* [STATED GOAL]: Retype the whole listing below, character for character.

* [DATA FOR THE TASK]:
───

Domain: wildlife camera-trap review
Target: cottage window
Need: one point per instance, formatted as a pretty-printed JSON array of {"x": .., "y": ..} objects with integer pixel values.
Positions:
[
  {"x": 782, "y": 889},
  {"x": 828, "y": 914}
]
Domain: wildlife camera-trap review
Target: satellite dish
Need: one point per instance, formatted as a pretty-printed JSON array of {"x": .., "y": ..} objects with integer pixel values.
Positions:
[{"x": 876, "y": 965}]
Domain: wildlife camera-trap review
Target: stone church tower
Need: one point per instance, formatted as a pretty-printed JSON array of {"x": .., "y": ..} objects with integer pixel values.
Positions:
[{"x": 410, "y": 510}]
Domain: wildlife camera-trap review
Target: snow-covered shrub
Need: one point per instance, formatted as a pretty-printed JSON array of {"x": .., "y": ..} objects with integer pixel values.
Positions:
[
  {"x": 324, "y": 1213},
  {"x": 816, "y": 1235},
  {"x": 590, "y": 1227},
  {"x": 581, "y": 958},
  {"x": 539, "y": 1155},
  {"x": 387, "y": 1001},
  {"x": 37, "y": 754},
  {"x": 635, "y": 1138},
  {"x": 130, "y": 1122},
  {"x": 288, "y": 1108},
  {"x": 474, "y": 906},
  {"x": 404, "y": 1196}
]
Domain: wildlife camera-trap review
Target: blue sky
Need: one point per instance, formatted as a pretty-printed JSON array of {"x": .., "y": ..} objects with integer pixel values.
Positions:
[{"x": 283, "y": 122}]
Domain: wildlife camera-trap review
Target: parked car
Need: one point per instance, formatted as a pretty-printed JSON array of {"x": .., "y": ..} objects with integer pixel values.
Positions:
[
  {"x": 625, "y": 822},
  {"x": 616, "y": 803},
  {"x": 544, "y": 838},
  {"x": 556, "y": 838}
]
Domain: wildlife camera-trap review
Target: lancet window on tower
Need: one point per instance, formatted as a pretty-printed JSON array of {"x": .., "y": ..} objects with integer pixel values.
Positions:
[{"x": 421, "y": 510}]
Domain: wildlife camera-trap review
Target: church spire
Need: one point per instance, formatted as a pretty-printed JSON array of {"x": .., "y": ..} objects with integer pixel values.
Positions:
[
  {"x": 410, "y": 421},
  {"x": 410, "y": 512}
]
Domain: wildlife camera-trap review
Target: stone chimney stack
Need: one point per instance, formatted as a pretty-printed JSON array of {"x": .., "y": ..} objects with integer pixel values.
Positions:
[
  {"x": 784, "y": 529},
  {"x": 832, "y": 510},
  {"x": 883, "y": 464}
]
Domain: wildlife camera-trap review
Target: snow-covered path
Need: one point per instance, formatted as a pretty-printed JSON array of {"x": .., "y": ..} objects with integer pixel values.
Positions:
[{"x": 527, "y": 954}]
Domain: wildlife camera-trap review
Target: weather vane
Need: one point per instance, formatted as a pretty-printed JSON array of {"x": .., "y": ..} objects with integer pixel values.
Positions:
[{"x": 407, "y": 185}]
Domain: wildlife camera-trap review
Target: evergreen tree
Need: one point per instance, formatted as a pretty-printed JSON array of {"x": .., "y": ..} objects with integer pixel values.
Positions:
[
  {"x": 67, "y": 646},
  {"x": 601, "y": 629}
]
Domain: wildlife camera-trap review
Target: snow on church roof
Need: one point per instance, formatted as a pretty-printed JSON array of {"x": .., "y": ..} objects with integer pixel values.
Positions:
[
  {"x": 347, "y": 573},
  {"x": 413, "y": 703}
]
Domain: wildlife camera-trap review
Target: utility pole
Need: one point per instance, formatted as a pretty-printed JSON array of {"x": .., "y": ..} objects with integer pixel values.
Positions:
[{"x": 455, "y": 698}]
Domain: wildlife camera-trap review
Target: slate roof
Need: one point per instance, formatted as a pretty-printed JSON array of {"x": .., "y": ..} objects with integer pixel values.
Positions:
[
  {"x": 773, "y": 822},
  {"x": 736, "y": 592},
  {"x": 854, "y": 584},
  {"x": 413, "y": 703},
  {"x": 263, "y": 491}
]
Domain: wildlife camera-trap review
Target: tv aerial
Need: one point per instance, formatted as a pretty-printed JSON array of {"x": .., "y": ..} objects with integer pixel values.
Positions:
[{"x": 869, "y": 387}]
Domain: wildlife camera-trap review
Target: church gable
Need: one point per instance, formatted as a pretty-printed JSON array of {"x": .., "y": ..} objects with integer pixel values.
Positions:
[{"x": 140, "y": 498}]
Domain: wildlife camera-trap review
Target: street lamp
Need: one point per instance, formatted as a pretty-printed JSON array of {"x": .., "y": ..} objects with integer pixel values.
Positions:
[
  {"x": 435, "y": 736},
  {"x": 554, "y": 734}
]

───

* [THE OUTPUT]:
Domain: wildlife camera-trap review
Target: cottage window
Need: one point per instance, formatted as a pretty-printed JSON array of {"x": .., "y": ..} objects with integer pixel values.
Positions:
[
  {"x": 782, "y": 889},
  {"x": 828, "y": 914}
]
Domain: wildlife camera-trap review
Target: satellite dish
Need: one point per instance, formatted as a pretty-printed JSON array of {"x": .., "y": ..} objects with integer pixel values.
Positions:
[{"x": 876, "y": 965}]
Domain: wildlife camera-trap review
Target: stone church tower
Need: one point per instance, formatted as a pretty-printed JSON array of {"x": .., "y": ..} objects with integer pixel values.
Positions:
[{"x": 410, "y": 510}]
Domain: wildlife camera-trap review
Target: snow-covered shrub
Need: one point per instance, formatted as a pretty-printed JSON array of {"x": .., "y": ..} objects with integer pixel values.
Positions:
[
  {"x": 324, "y": 1213},
  {"x": 816, "y": 1235},
  {"x": 590, "y": 1227},
  {"x": 581, "y": 958},
  {"x": 539, "y": 1155},
  {"x": 387, "y": 1001},
  {"x": 37, "y": 754},
  {"x": 635, "y": 1138},
  {"x": 130, "y": 1122},
  {"x": 288, "y": 1108},
  {"x": 474, "y": 906},
  {"x": 404, "y": 1196}
]
Domain: wildlife camera-trap review
Target: blue sky
Need: one point per instance, formatted as a pretty-printed JSON array of {"x": .., "y": ..} objects with integer pixel values.
Positions:
[{"x": 283, "y": 122}]
Domain: wildlife camera-trap review
Target: parked car
Need: one point per instance, formatted as a pretty-printed JSON array of {"x": .., "y": ..} objects with integer pixel values.
Positions:
[
  {"x": 625, "y": 822},
  {"x": 616, "y": 803},
  {"x": 544, "y": 838},
  {"x": 556, "y": 838}
]
Domain: wildlife camera-trap review
Target: lancet window on tower
Need: one point per instance, formatted as a pretty-printed JSON array of {"x": .., "y": ..} objects with integer pixel values.
Positions:
[{"x": 421, "y": 510}]
Domain: wildlife camera-trap review
Target: church spire
Need: one point per instance, formatted as a pretty-printed JSON array of {"x": .., "y": ..} objects with integer pixel values.
Positions:
[
  {"x": 410, "y": 421},
  {"x": 410, "y": 512}
]
Domain: wildlife camera-trap review
Target: stone chimney stack
Need: one point per instance, formatted as a pretty-printed JSON array of {"x": .., "y": ..} objects with integer pixel values.
Positions:
[
  {"x": 784, "y": 529},
  {"x": 832, "y": 510},
  {"x": 883, "y": 464}
]
Domain: wildlife camera-trap review
Target: snow-covered path
Need: one point per instance, formatted as a pretty-printed JSON array of {"x": .., "y": ..} objects with integer pixel values.
Positions:
[{"x": 527, "y": 954}]
Domain: wildlife camera-trap review
Target: weather vane
Need: one point per instance, formatted as a pretty-printed JSON array of {"x": .., "y": ..} objects with integer pixel values.
Positions:
[{"x": 407, "y": 185}]
Domain: wildlife camera-trap review
Target: evergreen tree
Need: one point per instance, formatted as a pretty-printed JSON array of {"x": .., "y": ..} objects with integer pixel values.
Positions:
[
  {"x": 67, "y": 646},
  {"x": 601, "y": 629}
]
Domain: wildlife camera-trap review
Target: snow on church roof
Need: one point per instance, formatted as a pretty-printed JSON array of {"x": .., "y": ..} objects with integer pixel values.
Positions:
[
  {"x": 347, "y": 573},
  {"x": 413, "y": 703}
]
Domain: wildlife camera-trap review
Target: utility pole
Need: one point per instance, formatted as a pretty-printed JSON array of {"x": .., "y": ..} objects with integer pixel values.
Positions:
[{"x": 455, "y": 698}]
Domain: wildlife camera-trap review
Target: slate roof
Need: one point per instance, formatted as a pretty-printed JSON array of {"x": .., "y": ..} objects with integer pixel values.
Positions:
[
  {"x": 773, "y": 822},
  {"x": 736, "y": 592},
  {"x": 854, "y": 584},
  {"x": 413, "y": 703},
  {"x": 263, "y": 491}
]
Domain: wildlife camera-trap review
Target: tv aerial
Need: one point per instance, formatted as a pretty-printed JSON array of {"x": .., "y": ..} objects with integer pixel values.
Positions:
[{"x": 869, "y": 387}]
Domain: wildlife camera-trap review
Target: church gable
Need: one point per instance, formatted as a pretty-printed JSON array of {"x": .., "y": ..} objects with integer pixel values.
Positions:
[{"x": 140, "y": 498}]
Domain: wildlife camera-trap review
Target: street lamp
Need: one point per instance, formatted as a pretty-printed JSON array of {"x": .., "y": ..} objects with integer pixel values.
Positions:
[
  {"x": 435, "y": 736},
  {"x": 554, "y": 734}
]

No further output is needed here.